Outline records:

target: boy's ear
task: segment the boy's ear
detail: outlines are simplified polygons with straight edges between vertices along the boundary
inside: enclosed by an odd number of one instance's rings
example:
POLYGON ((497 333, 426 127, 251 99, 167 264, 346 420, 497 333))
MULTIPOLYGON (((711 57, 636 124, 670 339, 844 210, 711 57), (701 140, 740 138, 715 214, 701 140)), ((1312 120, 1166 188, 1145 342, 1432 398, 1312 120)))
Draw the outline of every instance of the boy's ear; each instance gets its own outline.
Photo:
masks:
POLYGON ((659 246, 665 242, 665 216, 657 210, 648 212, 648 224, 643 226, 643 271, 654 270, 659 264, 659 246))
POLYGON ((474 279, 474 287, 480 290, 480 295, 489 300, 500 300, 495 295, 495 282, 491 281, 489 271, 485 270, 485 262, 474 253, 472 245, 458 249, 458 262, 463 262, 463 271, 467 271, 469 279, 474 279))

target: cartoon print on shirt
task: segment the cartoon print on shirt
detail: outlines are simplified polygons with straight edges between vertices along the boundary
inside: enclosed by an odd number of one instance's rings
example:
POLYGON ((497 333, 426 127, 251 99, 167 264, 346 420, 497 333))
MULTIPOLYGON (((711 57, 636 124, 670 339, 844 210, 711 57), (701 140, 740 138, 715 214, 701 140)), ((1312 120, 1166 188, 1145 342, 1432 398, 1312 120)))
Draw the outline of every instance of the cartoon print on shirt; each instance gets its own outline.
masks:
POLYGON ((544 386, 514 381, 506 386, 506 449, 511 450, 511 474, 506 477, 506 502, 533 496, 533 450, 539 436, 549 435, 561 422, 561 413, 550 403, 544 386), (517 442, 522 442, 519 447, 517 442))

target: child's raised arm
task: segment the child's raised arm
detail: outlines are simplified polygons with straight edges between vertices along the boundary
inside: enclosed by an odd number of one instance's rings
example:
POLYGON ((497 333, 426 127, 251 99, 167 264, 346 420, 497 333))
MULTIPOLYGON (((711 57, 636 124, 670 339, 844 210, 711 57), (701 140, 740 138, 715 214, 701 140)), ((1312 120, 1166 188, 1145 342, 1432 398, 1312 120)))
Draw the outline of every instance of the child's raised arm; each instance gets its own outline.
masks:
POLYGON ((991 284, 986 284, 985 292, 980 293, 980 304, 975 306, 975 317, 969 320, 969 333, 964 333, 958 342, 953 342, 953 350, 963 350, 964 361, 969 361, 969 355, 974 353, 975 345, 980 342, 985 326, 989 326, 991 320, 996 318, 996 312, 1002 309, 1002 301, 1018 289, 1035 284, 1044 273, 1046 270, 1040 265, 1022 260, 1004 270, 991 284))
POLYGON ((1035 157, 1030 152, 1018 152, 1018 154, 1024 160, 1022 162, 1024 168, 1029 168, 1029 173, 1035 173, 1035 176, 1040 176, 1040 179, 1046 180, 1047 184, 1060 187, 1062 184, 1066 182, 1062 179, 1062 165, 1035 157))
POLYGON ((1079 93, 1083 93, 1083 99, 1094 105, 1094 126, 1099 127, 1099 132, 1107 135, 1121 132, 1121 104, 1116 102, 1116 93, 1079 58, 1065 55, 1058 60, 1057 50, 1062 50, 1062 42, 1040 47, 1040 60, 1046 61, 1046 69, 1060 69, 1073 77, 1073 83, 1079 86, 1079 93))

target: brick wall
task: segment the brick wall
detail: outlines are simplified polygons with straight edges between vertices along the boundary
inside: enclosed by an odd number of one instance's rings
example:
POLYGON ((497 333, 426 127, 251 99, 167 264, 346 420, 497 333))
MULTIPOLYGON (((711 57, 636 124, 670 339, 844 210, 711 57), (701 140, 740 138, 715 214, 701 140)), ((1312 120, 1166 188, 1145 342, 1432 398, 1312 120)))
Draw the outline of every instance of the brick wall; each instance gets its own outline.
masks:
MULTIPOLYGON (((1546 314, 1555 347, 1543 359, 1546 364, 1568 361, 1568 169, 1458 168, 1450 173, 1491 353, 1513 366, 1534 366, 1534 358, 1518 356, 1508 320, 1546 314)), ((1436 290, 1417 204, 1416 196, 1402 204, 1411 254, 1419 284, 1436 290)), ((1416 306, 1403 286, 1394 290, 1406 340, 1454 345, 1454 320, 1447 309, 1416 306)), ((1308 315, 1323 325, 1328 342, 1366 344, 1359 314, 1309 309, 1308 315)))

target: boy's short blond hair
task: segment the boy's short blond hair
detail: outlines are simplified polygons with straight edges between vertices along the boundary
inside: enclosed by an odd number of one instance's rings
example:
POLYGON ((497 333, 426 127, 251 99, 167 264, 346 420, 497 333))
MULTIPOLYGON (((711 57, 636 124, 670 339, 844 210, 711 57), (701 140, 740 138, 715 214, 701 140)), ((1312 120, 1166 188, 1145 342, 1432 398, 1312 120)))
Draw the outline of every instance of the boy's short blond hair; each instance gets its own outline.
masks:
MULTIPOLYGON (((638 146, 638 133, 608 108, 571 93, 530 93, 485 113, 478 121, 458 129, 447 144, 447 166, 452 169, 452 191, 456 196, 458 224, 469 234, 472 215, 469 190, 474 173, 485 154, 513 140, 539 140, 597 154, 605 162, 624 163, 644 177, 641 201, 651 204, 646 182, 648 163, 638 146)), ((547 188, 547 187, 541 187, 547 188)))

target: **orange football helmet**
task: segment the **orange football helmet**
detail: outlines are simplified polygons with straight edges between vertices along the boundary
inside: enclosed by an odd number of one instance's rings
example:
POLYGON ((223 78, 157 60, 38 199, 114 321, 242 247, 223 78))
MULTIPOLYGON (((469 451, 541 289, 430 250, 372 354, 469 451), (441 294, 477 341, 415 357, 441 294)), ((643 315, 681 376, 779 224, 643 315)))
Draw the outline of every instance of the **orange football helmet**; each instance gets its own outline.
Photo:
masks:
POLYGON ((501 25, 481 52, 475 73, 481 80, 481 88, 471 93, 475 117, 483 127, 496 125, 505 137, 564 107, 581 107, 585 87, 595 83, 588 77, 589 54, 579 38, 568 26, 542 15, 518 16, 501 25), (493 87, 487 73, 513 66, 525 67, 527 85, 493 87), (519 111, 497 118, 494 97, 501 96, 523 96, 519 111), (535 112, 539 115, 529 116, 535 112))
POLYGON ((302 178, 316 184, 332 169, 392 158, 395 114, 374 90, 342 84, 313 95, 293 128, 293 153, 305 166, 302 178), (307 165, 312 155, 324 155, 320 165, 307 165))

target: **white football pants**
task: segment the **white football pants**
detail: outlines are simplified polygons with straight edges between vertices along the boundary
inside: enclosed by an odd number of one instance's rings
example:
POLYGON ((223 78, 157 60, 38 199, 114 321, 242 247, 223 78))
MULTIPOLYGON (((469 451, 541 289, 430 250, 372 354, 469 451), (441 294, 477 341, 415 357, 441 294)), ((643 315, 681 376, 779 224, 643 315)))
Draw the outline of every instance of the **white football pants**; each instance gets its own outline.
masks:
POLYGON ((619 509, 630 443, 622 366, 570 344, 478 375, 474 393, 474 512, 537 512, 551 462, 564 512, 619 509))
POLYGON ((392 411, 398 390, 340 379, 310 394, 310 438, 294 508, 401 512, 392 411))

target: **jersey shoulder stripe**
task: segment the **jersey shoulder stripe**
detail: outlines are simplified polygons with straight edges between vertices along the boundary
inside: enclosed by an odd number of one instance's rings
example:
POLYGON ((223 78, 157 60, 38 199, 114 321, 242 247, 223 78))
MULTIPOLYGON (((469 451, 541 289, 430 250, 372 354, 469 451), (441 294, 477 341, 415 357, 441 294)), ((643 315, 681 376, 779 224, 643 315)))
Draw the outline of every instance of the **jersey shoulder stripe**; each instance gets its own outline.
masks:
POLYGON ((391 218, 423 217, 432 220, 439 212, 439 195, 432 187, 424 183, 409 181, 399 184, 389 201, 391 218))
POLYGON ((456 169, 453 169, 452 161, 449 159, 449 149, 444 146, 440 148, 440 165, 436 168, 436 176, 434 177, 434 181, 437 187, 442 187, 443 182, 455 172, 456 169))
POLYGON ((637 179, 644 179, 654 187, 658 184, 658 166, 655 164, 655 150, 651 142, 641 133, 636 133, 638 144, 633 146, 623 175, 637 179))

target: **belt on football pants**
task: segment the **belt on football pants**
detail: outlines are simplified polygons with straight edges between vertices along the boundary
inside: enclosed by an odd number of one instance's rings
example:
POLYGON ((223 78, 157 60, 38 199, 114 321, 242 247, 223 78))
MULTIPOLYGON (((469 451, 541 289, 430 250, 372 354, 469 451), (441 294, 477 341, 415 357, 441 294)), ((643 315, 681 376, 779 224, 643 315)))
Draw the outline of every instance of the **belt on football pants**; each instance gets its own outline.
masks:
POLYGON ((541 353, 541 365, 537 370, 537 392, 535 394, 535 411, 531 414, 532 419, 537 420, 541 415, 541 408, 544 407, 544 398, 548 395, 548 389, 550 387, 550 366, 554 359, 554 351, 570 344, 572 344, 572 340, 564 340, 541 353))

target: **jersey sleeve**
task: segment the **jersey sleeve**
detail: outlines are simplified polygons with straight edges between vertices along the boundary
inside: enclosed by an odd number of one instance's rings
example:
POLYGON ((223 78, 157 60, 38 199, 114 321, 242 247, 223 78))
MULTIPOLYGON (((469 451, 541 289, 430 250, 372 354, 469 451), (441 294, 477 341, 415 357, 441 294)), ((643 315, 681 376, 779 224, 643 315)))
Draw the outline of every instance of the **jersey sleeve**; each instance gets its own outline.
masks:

* [Exercise goal]: Please repeat the stretch of the records above from the line containing "target: **jersey shoulder stripe**" through the line containing "POLYGON ((541 353, 541", keeping every line unchanged.

* [Expected answer]:
target: **jersey shoulder stripe**
task: segment the **jersey shoulder stripe**
detail: outlines are simplified polygons with straight edges between vertices along the boundary
inside: enclosed by an odd number of one instance's rings
example:
POLYGON ((223 78, 157 60, 38 199, 114 321, 242 247, 223 78))
MULTIPOLYGON (((469 451, 541 289, 430 250, 372 354, 469 451), (441 294, 477 341, 415 357, 441 294)), ((643 315, 681 376, 779 224, 643 315)))
Draw the outline of every instance of the **jersey shoulder stripe**; each instance gets its own outline.
masks:
POLYGON ((391 218, 423 217, 432 220, 439 212, 439 195, 432 187, 424 183, 409 181, 399 184, 389 201, 391 218))
POLYGON ((456 169, 453 169, 452 161, 449 159, 449 149, 444 146, 440 148, 440 165, 436 168, 436 176, 434 177, 434 181, 437 187, 442 187, 443 182, 455 172, 456 169))
POLYGON ((637 179, 644 179, 654 187, 658 184, 658 166, 655 164, 655 150, 651 142, 641 133, 636 133, 638 144, 633 146, 623 175, 637 179))

target: **belt on football pants**
task: segment the **belt on football pants**
detail: outlines are simplified polygons with straight edges between vertices along the boundary
inside: enclosed by an odd number of one instance's rings
example:
POLYGON ((223 78, 157 60, 38 199, 114 321, 242 247, 223 78))
MULTIPOLYGON (((469 451, 541 289, 430 250, 372 354, 469 451), (441 294, 477 341, 415 357, 441 294)), ((643 315, 681 376, 779 224, 643 315)))
Draw the outline of every instance of the **belt on football pants**; each instance gets its own outline.
masks:
POLYGON ((541 353, 541 365, 537 370, 537 392, 535 394, 535 411, 531 414, 532 419, 537 420, 541 415, 541 408, 544 407, 544 398, 548 395, 548 389, 550 387, 550 366, 554 359, 554 351, 570 344, 572 344, 572 340, 564 340, 541 353))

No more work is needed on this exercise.